• [Task goal] Your task is to output every record exactly as it is given.

• [Raw data]
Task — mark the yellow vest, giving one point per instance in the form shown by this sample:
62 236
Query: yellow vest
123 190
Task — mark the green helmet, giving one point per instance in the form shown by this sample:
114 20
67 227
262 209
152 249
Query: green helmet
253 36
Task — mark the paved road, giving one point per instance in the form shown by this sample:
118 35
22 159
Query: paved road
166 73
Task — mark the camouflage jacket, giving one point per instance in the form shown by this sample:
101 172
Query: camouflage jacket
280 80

• [Task result]
Task — mark the yellow vest, giving one point per instance in the form shown by this sample:
62 236
Query: yellow vest
123 190
Task — mark the green helmet, giving one point per instance in the form shown by this sample:
114 20
67 227
262 209
152 249
Query: green helmet
253 36
Task — mark the paved road, giving one point per instance in the form shown by this sample:
118 35
22 159
Query: paved road
166 73
Task — mark the camouflage jacket, giving one point per instance in the form shown by this sample:
101 172
Query: camouflage jacket
280 80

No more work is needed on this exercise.